Task details -> Among the entries that follow, find the lines holding "instance" and say how many there are, with no other words.

Stored items

....................

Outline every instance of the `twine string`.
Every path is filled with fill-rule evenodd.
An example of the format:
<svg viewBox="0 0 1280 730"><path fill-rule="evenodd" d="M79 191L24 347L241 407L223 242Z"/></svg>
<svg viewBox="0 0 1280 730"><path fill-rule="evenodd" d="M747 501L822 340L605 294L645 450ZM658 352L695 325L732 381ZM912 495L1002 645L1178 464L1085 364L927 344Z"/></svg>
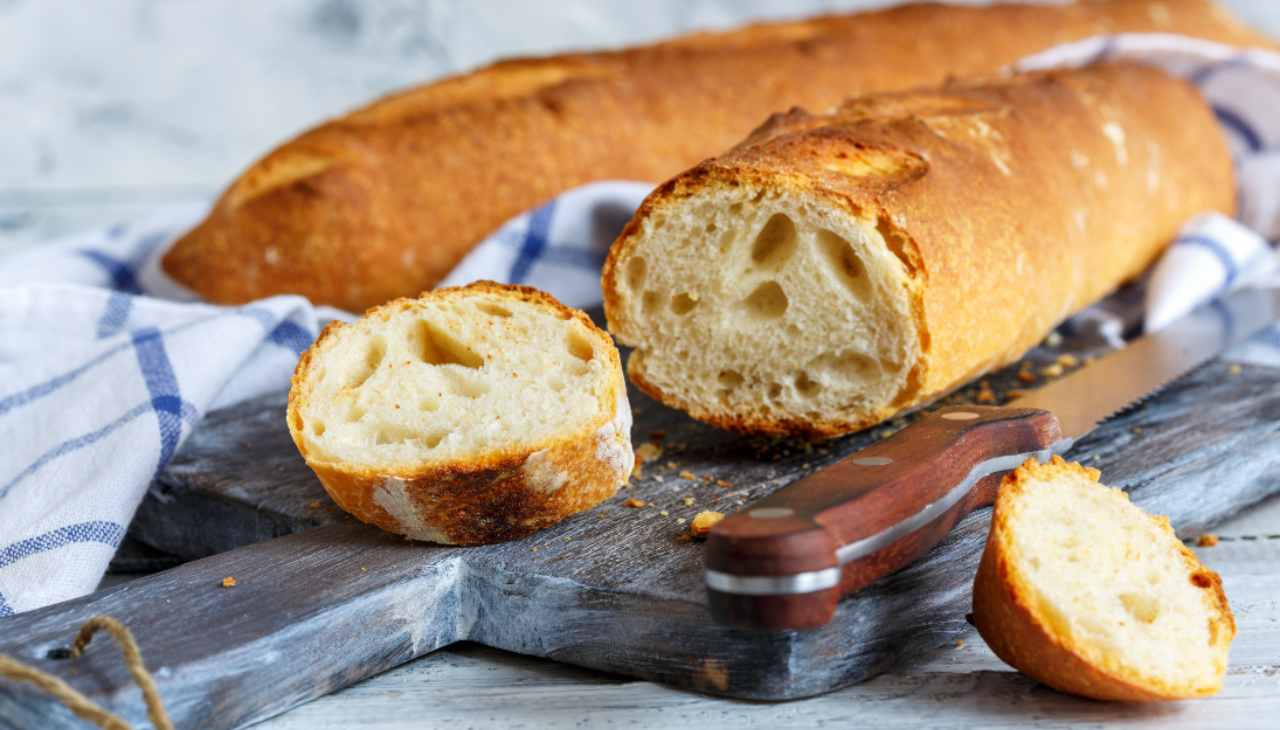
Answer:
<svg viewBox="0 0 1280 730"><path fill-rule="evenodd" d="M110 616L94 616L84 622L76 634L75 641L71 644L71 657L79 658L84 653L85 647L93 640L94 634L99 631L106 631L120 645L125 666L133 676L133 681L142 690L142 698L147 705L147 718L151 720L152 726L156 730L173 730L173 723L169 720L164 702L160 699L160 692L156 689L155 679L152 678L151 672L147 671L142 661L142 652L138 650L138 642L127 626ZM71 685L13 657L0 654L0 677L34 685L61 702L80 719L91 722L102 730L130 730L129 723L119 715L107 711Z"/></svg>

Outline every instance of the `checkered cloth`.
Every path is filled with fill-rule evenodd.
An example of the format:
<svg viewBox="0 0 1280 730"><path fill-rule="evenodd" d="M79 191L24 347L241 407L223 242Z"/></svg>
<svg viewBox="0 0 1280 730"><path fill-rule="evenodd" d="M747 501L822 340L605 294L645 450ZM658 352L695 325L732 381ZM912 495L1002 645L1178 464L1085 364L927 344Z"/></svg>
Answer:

....................

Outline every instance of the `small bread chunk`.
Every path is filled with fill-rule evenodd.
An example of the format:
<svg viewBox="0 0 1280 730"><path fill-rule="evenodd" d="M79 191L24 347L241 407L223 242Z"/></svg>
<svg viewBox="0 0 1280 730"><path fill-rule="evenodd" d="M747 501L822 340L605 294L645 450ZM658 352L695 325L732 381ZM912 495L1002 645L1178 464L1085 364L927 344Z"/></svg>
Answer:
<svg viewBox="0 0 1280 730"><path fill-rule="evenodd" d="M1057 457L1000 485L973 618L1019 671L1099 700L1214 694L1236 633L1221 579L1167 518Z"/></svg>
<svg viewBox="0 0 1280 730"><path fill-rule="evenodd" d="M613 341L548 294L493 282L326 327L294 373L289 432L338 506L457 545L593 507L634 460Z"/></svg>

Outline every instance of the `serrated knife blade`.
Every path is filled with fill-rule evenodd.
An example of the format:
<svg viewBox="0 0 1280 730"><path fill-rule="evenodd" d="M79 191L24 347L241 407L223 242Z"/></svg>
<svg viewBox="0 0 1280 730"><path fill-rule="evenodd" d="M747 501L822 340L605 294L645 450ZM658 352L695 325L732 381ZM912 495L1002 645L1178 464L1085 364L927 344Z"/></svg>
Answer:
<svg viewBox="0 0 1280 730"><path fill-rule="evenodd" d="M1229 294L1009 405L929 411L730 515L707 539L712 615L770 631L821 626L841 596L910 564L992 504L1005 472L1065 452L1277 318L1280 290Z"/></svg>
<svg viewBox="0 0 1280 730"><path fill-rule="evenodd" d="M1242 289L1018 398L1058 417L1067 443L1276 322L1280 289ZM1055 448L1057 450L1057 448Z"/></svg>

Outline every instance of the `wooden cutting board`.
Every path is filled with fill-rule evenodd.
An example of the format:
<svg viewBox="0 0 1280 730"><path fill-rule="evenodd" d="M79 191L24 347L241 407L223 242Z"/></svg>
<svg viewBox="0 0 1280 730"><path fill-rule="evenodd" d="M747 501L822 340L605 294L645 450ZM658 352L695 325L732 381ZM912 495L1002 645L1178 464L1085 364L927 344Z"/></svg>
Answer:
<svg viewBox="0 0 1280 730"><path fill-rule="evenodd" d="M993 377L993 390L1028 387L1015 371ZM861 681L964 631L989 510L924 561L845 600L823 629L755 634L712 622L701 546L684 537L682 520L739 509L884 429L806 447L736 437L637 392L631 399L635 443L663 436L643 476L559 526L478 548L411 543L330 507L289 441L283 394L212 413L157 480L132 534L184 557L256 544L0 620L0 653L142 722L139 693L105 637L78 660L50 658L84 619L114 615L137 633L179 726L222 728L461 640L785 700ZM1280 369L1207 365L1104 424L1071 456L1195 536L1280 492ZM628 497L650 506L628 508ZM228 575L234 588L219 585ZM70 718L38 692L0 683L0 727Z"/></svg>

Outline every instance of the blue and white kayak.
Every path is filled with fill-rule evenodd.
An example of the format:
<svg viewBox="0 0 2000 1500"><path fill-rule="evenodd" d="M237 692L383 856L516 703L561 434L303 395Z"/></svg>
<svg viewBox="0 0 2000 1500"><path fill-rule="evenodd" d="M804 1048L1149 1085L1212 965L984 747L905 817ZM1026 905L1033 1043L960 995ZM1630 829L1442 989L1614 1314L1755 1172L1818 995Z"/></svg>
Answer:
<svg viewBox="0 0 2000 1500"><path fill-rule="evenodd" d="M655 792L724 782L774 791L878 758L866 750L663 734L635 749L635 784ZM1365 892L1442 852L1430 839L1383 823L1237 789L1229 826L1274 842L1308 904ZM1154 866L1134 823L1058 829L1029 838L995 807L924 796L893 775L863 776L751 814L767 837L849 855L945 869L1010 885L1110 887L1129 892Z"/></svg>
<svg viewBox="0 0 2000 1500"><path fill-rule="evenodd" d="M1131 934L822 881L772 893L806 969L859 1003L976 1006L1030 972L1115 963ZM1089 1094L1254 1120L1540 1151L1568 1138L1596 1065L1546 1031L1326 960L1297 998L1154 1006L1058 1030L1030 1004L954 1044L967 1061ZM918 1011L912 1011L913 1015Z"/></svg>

....................

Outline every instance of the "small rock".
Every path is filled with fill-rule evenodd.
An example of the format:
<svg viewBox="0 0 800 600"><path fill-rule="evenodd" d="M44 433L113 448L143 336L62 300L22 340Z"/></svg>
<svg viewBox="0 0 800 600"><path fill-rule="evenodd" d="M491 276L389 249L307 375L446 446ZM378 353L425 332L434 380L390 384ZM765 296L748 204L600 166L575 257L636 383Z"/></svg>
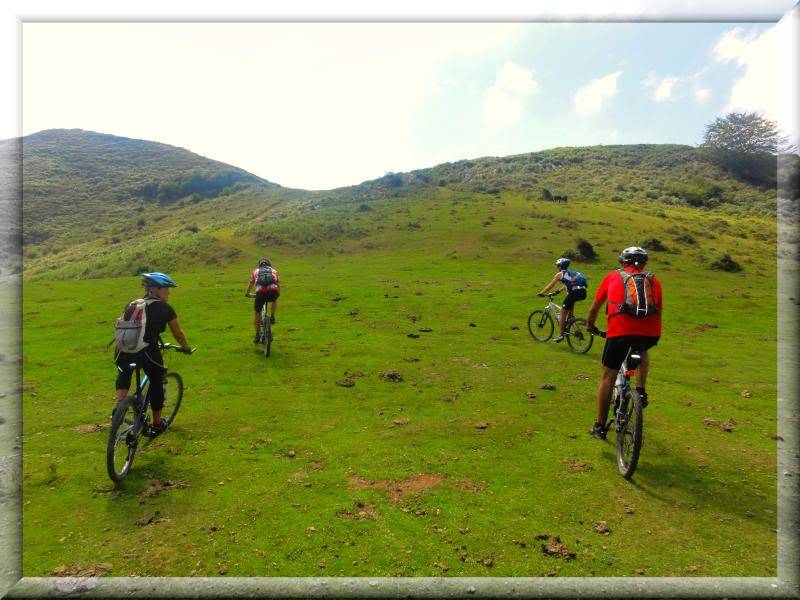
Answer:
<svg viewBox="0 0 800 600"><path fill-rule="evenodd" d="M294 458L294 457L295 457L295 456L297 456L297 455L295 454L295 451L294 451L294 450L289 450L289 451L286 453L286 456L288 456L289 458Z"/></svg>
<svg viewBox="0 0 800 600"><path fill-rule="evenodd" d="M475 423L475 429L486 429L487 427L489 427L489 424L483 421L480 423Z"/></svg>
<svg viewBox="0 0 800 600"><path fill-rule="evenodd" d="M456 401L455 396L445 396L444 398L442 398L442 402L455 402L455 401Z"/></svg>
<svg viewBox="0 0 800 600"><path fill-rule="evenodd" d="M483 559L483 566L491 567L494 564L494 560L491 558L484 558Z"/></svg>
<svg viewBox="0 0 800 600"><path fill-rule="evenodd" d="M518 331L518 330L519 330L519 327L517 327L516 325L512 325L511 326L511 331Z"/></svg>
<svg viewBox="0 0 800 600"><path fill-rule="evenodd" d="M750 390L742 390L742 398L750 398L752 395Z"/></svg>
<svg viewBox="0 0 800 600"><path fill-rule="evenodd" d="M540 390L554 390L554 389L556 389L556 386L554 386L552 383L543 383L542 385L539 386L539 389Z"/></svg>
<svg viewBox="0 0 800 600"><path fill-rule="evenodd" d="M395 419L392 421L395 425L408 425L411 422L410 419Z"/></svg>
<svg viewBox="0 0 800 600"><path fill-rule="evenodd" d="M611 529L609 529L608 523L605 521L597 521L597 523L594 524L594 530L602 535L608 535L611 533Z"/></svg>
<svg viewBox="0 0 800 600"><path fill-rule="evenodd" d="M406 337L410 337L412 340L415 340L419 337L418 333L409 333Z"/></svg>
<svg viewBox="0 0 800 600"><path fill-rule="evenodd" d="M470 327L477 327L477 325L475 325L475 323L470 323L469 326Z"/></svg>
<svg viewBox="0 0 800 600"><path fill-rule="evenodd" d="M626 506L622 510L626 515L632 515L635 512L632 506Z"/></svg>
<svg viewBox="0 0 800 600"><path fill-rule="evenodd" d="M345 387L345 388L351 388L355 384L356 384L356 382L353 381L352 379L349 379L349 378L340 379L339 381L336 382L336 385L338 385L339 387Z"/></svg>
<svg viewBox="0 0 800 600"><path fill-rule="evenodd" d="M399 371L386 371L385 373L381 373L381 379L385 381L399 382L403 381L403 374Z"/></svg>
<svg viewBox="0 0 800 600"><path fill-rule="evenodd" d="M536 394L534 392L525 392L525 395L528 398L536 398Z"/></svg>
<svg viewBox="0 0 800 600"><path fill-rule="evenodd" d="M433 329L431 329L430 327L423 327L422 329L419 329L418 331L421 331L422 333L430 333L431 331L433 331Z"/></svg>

....................

Task result -> 7